** Problem to solve **
Copy the article on children in need from "By most accounts, the" up to and including "a good shake.", substituting "lawmakers" for "policy makers".

By most accounts, the release in 1987 of the Washington D.C.-based Committee on Economic Development report “Children In Need; Investment Strategies for the Educationally Disadvantaged,” gave a range of policy makers a good shake.

Society Must Intervene

The report, sponsored by a number of Fortune 500 companies, concluded that society “has to intervene at various stages along the developmental spectrum, from prenatal care all the way to adolescence,” said Sandra Hamburg), a spokeswoman for the council. “We’ve taught people to be disaffected from the society in which we all have a stake,” she said, adding that now it’s time “not only to teach people how to work, but how to understand society and govern it.”

The program will cost a lot. But, putting it in terms the sponsoring companies would understand, the study, Hamburg said, “identified some particularly effective investments for these kids, the kinds that really yield good results in financial terms and human terms.”

Explaining those investments is a major goal of Children Now, said Wendy Lazarus, vice president for policy at that Los Angeles based child-advocacy group.

It costs a total of $3,000 to provide in-home support services for a family, she said. “That’s about what it costs per month for a child removed from a home.”

Peter Forsythe was a prosecutor before becoming director of the Edna Clarke McConnell Foundation in New York, one of the growing number of private foundations sinking money into solving the problem of delinquent kids. He goes out of his way to say he is no mollycoddler.

But he also knows that most of the murderers passing through the juvenile justice system didn’t go bad the day they hit junior high. “Parenting is a learned skill,” he said. “Control starts early. If you lose it early, there’s no reasserting it.”

Break Up the Home

Research shows society has more luck helping bad families become functional than it does with helping rotten kids become good ones.

** Raw data **
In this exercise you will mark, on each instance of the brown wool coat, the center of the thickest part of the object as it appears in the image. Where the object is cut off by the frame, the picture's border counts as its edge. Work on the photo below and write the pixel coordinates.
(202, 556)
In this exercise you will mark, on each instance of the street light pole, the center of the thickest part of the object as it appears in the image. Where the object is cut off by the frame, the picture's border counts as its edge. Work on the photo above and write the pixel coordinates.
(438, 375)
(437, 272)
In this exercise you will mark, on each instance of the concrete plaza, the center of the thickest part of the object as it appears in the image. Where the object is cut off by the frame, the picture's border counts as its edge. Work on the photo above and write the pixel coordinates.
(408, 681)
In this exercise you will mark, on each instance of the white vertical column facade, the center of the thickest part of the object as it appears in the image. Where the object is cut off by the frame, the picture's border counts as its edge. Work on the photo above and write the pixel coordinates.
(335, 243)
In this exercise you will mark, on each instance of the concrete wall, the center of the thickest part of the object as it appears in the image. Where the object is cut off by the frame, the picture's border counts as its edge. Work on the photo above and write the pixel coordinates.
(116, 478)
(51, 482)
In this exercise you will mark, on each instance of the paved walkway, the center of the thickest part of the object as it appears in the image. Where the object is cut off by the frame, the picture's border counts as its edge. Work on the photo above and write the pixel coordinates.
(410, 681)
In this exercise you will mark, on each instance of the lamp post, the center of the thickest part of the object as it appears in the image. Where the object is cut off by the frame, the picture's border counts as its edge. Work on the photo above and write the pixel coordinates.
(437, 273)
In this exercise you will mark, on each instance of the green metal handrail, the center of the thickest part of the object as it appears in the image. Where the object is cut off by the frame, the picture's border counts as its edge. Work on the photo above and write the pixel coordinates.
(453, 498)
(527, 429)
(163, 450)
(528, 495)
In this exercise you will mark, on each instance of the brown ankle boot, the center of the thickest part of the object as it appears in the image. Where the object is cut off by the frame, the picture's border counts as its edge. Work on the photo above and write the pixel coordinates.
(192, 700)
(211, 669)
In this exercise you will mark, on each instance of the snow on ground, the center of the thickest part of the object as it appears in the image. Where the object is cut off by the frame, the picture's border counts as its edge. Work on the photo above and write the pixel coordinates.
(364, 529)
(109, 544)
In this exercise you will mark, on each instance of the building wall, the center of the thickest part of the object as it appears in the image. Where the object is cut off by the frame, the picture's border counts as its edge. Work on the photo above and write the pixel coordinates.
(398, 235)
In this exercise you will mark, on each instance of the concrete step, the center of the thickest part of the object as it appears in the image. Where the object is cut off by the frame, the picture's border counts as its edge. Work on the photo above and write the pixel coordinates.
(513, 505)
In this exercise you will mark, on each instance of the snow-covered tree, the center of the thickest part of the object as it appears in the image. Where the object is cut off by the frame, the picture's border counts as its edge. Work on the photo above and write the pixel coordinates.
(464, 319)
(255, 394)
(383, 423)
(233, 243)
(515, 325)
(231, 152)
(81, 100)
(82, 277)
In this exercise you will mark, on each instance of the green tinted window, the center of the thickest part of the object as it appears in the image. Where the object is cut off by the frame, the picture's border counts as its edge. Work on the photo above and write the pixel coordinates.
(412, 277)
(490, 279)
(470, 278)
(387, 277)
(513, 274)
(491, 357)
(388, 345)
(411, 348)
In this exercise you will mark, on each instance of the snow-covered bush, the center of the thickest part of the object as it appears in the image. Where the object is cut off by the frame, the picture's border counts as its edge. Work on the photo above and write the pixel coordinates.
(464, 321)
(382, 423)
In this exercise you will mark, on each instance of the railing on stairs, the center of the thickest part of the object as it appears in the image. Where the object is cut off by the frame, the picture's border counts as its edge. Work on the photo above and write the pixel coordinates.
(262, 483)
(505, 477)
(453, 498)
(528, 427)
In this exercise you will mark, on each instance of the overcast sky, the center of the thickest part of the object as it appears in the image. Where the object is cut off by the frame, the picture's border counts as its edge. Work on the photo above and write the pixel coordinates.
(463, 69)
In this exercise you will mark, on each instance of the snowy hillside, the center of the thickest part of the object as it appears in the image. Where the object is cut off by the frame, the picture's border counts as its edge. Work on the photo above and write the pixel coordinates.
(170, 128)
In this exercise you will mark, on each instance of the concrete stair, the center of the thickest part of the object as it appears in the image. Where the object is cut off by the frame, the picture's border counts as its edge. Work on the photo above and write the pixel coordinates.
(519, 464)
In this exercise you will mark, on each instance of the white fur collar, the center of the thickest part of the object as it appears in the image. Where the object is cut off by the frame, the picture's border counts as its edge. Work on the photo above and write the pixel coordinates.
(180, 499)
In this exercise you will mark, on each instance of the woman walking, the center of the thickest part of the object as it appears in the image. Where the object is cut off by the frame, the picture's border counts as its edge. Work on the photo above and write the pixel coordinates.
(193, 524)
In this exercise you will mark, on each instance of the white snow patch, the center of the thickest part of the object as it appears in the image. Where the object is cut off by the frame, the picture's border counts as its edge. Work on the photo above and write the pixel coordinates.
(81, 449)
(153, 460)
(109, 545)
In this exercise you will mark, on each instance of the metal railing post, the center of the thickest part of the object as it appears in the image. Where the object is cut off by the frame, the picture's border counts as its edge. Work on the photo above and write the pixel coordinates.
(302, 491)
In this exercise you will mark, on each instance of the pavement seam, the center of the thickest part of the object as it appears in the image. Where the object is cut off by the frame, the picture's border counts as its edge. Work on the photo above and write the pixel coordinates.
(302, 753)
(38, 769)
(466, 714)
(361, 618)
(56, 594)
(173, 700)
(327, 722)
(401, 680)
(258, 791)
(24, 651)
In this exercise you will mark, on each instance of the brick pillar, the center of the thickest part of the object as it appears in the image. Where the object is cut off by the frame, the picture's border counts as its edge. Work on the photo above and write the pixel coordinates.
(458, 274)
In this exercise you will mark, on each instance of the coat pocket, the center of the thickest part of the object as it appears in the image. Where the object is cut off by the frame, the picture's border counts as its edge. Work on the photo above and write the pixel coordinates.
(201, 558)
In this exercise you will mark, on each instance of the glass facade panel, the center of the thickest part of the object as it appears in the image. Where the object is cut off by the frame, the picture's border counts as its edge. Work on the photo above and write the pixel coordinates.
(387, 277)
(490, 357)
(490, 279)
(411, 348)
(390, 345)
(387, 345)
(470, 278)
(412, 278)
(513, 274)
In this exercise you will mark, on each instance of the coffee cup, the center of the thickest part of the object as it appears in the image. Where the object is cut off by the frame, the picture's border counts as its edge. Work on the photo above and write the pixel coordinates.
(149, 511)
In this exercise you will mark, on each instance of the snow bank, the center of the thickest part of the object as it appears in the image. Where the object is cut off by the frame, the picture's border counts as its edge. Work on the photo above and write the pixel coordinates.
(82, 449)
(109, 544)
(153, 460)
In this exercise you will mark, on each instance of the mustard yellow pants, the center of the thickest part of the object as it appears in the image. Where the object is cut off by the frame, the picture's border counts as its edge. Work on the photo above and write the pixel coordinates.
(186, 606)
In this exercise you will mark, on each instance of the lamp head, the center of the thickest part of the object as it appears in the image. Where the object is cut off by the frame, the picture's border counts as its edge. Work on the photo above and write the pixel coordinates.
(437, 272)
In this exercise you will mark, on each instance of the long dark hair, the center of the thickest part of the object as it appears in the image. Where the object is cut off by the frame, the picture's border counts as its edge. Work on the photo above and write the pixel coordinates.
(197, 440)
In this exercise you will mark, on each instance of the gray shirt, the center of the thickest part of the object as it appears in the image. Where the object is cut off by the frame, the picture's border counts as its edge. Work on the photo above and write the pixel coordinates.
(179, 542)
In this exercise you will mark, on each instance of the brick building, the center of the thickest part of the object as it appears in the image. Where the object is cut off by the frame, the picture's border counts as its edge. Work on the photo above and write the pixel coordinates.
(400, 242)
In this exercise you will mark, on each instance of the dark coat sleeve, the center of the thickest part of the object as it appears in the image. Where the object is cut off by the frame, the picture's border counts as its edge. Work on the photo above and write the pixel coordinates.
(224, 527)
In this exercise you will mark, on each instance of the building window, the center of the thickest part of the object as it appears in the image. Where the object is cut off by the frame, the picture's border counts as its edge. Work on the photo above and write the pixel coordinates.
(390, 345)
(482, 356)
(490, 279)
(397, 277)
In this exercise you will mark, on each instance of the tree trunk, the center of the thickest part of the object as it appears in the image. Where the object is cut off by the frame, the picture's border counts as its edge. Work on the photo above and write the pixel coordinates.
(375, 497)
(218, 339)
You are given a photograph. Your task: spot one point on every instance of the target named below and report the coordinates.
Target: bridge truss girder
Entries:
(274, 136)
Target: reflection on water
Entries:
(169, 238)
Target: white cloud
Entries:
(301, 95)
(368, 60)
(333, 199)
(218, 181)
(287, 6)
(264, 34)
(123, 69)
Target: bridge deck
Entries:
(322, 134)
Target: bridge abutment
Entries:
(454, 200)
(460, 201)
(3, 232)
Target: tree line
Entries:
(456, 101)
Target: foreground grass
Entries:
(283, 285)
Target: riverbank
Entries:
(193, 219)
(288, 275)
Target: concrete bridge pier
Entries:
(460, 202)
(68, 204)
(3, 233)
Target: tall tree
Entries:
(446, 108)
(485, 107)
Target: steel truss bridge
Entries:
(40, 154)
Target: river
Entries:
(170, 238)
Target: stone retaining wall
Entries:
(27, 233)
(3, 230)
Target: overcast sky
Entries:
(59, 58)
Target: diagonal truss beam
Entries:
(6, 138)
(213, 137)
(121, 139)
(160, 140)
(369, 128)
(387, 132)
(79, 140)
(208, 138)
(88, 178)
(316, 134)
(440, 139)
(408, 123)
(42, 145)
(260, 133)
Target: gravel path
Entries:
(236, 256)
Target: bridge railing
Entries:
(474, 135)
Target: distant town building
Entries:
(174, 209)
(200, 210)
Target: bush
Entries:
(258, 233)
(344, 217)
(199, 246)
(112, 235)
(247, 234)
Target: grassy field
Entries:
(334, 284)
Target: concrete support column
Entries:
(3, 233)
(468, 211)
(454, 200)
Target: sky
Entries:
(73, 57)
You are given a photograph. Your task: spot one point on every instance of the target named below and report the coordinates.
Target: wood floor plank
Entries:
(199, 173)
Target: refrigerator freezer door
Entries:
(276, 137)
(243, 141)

** Answer section **
By most accounts, the release in 1987 of the Washington D.C.-based Committee on Economic Development report “Children In Need; Investment Strategies for the Educationally Disadvantaged,” gave a range of lawmakers a good shake.